(Excerpts from a point labeling dataset)

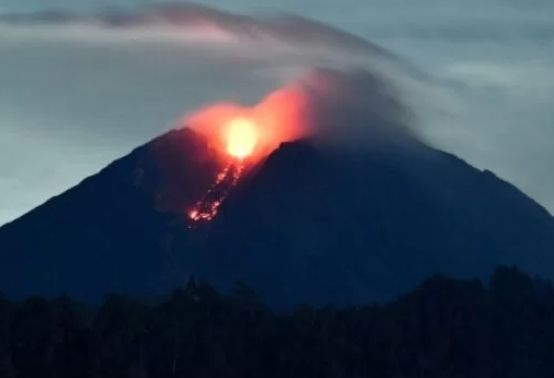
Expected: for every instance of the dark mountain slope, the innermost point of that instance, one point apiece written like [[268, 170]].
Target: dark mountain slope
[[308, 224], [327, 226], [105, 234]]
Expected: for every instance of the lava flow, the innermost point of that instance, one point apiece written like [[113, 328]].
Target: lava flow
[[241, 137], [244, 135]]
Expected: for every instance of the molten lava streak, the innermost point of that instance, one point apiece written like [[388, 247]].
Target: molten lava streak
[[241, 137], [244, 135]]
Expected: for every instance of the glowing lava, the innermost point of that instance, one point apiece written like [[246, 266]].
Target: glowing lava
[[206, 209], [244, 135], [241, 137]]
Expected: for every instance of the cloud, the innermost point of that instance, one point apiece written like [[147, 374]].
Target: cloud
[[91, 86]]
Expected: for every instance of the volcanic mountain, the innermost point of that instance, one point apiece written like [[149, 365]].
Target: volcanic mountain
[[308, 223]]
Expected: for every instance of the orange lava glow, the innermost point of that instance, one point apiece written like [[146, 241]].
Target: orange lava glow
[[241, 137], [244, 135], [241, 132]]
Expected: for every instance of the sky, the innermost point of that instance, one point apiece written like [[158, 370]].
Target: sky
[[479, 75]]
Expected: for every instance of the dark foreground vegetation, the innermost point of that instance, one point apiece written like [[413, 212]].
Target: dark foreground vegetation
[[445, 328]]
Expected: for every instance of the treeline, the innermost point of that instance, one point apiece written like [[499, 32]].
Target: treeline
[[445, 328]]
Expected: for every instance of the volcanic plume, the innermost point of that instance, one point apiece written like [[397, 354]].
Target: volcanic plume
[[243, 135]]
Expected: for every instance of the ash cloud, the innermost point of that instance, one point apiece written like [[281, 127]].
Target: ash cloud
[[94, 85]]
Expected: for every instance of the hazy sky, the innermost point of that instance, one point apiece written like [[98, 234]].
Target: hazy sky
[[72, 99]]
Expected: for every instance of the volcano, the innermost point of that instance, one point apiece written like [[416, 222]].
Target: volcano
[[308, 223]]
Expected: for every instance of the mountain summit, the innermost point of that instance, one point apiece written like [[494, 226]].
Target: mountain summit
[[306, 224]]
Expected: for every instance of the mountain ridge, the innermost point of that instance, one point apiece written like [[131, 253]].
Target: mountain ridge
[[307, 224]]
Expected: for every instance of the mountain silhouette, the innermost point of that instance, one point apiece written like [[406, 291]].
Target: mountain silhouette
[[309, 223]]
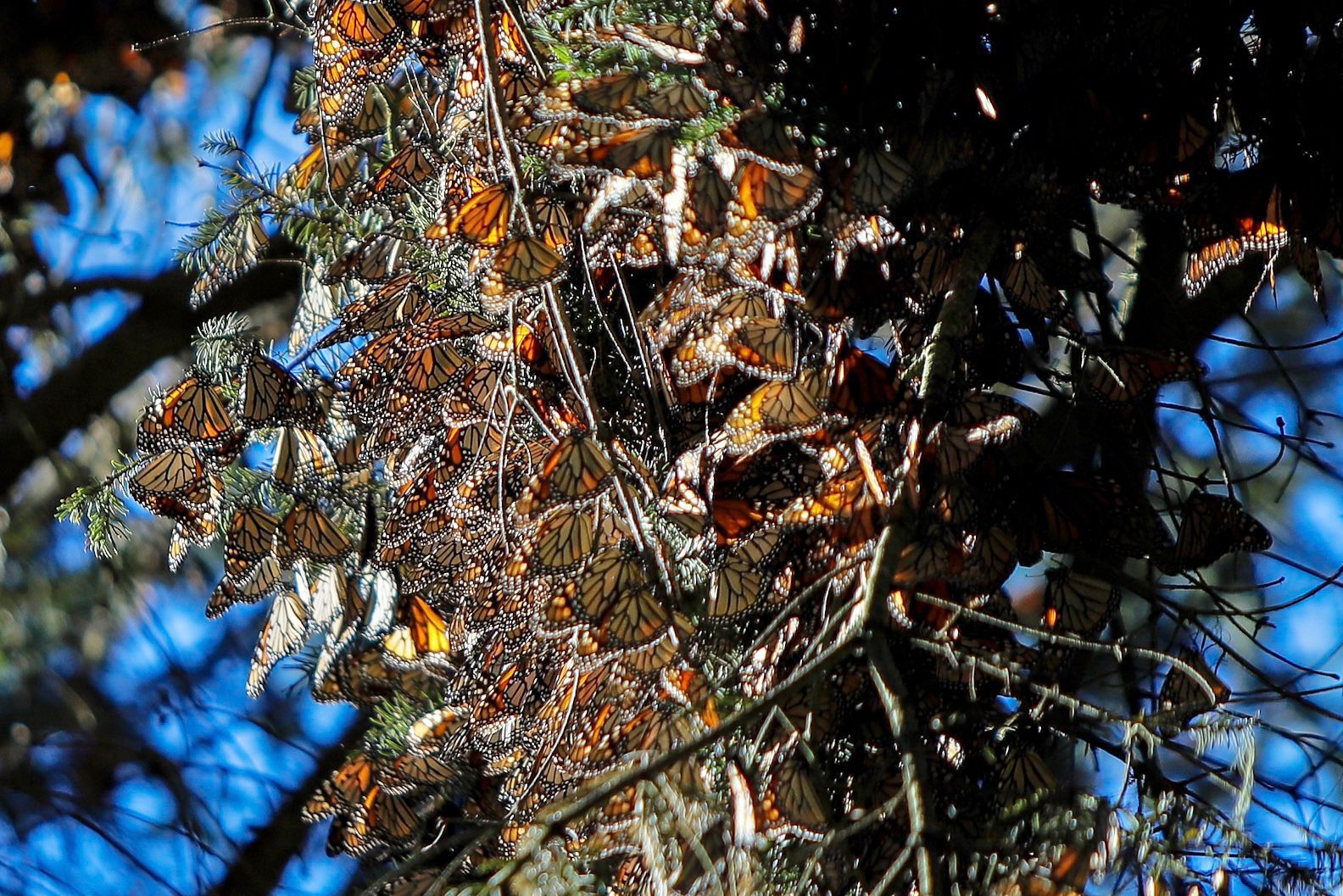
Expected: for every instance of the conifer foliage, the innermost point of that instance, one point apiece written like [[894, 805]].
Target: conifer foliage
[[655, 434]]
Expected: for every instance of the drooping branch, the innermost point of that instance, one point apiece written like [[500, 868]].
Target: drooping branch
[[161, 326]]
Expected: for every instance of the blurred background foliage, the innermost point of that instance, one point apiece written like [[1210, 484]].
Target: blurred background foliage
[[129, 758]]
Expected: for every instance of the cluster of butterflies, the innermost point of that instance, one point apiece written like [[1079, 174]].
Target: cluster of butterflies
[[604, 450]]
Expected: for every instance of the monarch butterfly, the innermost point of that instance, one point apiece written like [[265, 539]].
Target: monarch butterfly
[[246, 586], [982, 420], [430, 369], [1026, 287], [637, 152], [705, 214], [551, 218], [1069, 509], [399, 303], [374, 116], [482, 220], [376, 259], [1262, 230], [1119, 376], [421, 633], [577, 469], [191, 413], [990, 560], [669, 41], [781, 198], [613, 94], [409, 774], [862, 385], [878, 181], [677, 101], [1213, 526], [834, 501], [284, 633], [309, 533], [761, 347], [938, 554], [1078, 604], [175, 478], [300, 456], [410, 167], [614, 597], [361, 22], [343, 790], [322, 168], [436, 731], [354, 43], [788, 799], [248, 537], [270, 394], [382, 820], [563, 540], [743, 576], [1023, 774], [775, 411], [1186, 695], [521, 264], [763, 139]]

* * *

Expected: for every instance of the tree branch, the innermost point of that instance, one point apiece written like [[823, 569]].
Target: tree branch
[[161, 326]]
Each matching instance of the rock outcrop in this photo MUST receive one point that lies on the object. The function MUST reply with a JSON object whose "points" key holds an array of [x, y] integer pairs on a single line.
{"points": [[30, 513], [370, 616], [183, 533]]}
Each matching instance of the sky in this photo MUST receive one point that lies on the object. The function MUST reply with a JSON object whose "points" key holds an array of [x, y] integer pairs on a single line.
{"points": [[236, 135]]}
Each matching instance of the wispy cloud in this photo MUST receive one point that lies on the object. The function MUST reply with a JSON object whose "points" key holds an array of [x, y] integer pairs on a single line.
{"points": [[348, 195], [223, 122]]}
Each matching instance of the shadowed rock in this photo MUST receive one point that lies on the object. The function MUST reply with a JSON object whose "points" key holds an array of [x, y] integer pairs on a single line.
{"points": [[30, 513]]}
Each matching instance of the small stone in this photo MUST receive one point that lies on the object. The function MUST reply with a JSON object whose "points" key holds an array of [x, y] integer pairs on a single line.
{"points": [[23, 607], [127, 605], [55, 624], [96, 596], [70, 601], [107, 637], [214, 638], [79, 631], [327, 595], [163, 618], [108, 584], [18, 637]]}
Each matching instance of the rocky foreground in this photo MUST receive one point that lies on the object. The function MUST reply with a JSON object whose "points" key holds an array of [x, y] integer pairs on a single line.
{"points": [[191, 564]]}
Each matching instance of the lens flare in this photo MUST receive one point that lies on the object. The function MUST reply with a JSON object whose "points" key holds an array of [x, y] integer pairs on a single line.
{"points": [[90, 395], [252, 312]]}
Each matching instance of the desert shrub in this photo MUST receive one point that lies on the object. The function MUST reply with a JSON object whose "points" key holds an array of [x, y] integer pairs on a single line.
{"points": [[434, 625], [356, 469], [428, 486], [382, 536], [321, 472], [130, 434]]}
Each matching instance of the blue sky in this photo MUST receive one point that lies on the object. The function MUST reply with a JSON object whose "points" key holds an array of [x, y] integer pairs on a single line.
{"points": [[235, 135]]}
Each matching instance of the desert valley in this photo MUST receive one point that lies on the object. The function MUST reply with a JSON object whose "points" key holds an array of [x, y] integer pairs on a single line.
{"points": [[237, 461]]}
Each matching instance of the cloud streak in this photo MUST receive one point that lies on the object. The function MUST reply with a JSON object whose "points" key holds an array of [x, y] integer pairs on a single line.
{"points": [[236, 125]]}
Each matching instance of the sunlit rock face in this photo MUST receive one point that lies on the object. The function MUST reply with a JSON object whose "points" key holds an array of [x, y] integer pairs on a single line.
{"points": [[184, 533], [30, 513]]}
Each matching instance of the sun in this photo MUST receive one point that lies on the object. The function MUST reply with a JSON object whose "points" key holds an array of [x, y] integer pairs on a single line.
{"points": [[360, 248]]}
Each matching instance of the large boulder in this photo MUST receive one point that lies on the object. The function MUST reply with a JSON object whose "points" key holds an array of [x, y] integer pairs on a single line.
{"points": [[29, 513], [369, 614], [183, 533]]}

- **Instruction**
Write out the items above word for word, covering the stretch from the line containing "Expected: for every instance of the sky, the" through the line containing "[[309, 223]]", both included.

- **Task response**
Expected: for every instance of the sky, the innermost point of that instance, one point apiece written like [[158, 370]].
Target: sky
[[479, 75]]
Expected: for every instance of the dark foreground vegetation, the innermost point of that instance, one point apiece written like [[413, 212]].
Target: dark foreground vegetation
[[445, 328]]
Expected: for every instance of the treeline, the innermost point of that instance, one point apiece written like [[499, 32]].
Target: treeline
[[445, 328]]
Expected: for every instance of the volcanic plume, the innermost point of that instance, one point apiece written like [[397, 354]].
Target: volcanic plume
[[243, 135]]
Expected: for every instance of the ash cloud, the innermost point of that instance, one point apiece written like [[281, 127]].
Target: ash cloud
[[94, 85]]
Expected: for every instance of the hazy sky, the innermost point of that instance, one point apiece written like [[98, 234]].
Target: hazy sky
[[72, 99]]
Expected: for every instance of the volcano, the innermost point of that instance, one point apiece written like [[416, 222]].
Target: volcano
[[308, 223]]
Expected: for every instance of the mountain summit, the innermost point of that instance, one point apiece written like [[494, 226]].
Target: mountain summit
[[306, 224]]
Expected: for every instance of the mountain ridge, the innermost point of that instance, one point apiece written like [[131, 253]].
Target: mountain ridge
[[307, 224]]
Expected: for every instance of the mountain silhouette, the innermost point of that instance, one point apiece written like [[406, 291]].
Target: mountain silhouette
[[309, 223]]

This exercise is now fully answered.